» O que fazer: Indique se cada afirmação a seguir está de acordo com o trecho sobre a professora e poetisa Cícera Efigenia Dias. Responda sim ou não e cite, com as palavras exatas do trecho, o que decide cada caso. (a) Cícera Efigenia Dias tem 44 anos. (b) Cacimbinhas é um município do litoral de Alagoas. (c) Ela é dona de uma cordelaria chamada Flor do Sertão.

» Trecho fornecido:
__________
Natural de Cacimbinhas/AL, ela também é dona da Cordelaria Flor do Sertão, onde incentiva outros cordelistas a publicarem seus livros.

Texto do jornalista-colaborador João Vitor Ferreira

 

“Perceba que o cordel 

É rica literatura 

                                   Em sua forma e modelo                                   

Pitoresca estrutura

Rimada, metrificada

E na capa uma figura

A arte de esculpir

Numa chapa de madeira 

Um desenho invertido

Parece até brincadeira

Cruzou todo oceano

Para a terra brasileira.”

A missão de educar crianças e adolescentes tornou-se mais leve e divertida para Cícera Efigenia Dias, uma professora e poetisa de 44 anos. Descobrindo na literatura de cordel uma poderosa ferramenta de ensino, ela passou a disseminar a cultura do Nordeste brasileiro dentro e fora da sala de aula. Natural de Cacimbinhas, município no Sertão de Alagoas, Efigenia se destaca pela diversidade que carrega consigo: mulher, sertaneja e homossexual. Em suas palavras, ela compartilha: “Venci muitas barreiras para chegar onde estou”.
__________
» Linhas de dados:

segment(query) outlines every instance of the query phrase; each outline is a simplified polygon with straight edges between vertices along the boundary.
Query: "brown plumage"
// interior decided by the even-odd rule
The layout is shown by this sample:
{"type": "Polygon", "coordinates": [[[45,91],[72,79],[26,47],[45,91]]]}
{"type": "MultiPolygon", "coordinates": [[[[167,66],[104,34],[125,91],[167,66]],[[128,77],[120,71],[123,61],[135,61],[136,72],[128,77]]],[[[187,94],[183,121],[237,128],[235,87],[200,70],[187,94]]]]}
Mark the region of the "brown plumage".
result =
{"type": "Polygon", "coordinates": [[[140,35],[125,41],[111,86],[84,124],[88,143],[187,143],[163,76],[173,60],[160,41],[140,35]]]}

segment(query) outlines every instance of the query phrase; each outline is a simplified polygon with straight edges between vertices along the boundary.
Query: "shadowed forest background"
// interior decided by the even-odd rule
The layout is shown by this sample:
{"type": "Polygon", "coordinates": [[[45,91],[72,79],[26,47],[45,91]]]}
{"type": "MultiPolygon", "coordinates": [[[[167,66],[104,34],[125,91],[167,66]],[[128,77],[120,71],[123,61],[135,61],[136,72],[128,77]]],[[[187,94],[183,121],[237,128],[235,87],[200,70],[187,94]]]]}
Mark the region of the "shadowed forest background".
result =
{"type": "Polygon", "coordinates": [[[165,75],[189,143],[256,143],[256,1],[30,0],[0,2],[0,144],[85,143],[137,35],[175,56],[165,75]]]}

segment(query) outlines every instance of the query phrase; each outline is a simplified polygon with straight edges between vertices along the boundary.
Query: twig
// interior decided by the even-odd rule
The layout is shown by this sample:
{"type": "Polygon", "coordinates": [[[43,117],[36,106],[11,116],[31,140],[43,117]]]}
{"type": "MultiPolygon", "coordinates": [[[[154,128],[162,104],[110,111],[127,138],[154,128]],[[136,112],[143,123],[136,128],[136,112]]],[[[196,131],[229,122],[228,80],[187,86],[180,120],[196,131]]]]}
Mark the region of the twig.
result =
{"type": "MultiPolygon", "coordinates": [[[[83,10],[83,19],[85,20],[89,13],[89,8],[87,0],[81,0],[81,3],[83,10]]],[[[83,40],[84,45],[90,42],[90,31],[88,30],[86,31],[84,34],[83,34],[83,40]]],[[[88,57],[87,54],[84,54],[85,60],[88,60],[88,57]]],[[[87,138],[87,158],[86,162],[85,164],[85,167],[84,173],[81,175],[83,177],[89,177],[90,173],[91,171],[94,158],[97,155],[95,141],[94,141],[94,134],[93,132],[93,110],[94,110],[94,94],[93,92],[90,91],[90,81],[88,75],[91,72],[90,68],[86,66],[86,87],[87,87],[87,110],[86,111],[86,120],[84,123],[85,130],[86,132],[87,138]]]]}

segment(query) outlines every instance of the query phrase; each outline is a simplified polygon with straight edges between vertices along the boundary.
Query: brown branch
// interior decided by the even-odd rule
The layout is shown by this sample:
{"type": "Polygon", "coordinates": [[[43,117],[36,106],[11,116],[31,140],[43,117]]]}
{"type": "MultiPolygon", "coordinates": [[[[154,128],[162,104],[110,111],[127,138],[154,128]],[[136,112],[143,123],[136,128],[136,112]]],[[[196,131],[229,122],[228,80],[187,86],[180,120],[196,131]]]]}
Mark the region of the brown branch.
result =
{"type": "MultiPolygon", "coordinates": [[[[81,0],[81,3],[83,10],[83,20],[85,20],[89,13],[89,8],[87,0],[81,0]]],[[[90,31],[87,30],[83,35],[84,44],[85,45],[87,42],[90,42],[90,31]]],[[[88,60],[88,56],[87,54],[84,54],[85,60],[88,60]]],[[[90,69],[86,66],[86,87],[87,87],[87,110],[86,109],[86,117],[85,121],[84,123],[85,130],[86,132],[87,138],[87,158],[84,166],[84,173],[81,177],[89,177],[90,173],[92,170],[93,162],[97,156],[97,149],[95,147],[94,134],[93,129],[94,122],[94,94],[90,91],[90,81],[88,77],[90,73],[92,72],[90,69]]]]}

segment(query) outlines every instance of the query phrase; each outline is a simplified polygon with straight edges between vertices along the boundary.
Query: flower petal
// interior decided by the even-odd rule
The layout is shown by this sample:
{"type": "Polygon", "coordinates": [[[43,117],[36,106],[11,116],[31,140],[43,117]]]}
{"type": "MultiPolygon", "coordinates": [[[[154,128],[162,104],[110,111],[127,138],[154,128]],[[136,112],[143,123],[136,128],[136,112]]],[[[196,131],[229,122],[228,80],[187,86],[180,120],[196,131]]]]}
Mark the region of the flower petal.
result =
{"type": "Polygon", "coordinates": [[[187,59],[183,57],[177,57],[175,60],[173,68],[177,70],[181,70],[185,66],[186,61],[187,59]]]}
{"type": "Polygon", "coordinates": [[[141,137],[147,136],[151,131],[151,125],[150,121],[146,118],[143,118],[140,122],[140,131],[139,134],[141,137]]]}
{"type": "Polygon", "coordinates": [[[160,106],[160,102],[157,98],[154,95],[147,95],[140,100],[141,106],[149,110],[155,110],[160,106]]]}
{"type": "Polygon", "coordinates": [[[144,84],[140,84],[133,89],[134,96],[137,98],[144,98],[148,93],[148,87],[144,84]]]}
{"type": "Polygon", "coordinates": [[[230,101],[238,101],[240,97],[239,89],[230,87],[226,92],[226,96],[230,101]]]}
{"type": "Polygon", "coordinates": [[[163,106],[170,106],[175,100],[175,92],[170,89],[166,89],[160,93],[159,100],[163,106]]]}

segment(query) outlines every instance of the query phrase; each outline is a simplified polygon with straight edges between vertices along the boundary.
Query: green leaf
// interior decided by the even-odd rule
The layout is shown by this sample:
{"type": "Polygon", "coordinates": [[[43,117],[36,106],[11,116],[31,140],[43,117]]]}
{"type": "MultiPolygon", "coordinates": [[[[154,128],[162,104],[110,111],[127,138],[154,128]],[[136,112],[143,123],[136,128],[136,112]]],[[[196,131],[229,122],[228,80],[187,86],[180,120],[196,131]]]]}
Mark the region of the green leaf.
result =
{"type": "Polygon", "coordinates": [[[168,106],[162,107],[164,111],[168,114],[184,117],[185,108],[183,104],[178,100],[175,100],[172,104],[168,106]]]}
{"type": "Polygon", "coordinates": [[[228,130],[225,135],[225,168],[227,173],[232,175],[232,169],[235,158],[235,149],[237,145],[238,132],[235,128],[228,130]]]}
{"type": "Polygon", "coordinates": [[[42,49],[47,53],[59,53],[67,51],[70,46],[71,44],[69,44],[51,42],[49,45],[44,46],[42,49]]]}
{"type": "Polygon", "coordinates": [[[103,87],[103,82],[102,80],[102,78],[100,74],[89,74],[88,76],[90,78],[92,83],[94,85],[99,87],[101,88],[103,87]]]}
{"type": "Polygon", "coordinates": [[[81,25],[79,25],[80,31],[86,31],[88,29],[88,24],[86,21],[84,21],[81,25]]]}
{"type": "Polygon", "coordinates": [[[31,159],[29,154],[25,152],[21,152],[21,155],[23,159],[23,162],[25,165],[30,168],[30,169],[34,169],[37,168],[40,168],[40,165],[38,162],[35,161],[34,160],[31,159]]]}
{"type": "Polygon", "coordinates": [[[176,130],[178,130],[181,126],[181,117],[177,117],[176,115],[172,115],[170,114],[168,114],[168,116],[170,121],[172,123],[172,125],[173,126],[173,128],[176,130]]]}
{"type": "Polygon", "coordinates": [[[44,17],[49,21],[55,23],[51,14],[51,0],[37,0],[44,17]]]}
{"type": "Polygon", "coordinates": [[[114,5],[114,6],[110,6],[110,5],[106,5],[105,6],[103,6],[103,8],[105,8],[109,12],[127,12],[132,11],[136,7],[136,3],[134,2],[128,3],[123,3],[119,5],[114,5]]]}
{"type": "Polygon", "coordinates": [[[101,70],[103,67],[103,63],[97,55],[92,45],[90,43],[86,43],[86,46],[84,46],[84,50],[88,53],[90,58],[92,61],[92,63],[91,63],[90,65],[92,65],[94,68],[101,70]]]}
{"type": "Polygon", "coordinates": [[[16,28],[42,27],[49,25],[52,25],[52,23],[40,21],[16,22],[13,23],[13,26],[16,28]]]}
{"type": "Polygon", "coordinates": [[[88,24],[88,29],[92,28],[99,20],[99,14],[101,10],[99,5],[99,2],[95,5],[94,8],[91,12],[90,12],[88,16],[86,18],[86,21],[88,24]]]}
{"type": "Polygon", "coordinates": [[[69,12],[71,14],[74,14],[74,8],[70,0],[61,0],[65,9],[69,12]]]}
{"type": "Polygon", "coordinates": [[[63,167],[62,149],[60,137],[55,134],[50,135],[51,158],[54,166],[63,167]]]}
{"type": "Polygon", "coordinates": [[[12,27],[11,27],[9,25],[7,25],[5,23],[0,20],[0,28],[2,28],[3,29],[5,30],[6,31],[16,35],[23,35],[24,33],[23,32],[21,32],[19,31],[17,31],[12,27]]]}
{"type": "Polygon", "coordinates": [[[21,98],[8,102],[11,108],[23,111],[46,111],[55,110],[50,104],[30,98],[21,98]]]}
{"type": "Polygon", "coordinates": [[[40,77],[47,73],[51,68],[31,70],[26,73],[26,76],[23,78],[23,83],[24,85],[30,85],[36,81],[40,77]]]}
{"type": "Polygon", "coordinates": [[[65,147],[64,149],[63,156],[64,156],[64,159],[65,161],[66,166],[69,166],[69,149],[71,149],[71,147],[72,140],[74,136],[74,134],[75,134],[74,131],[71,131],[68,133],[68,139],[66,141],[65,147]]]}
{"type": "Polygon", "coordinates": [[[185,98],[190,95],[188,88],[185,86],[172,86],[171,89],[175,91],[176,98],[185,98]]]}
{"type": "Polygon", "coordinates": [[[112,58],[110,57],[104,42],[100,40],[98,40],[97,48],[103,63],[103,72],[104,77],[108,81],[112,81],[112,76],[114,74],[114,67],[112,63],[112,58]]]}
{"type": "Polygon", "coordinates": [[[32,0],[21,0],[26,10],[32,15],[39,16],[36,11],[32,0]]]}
__________
» A resposta:
(a) Sim: “uma professora e poetisa de 44 anos”.
(b) Não: “Cacimbinhas, município no Sertão de Alagoas”.
(c) Sim: “ela também é dona da Cordelaria Flor do Sertão”.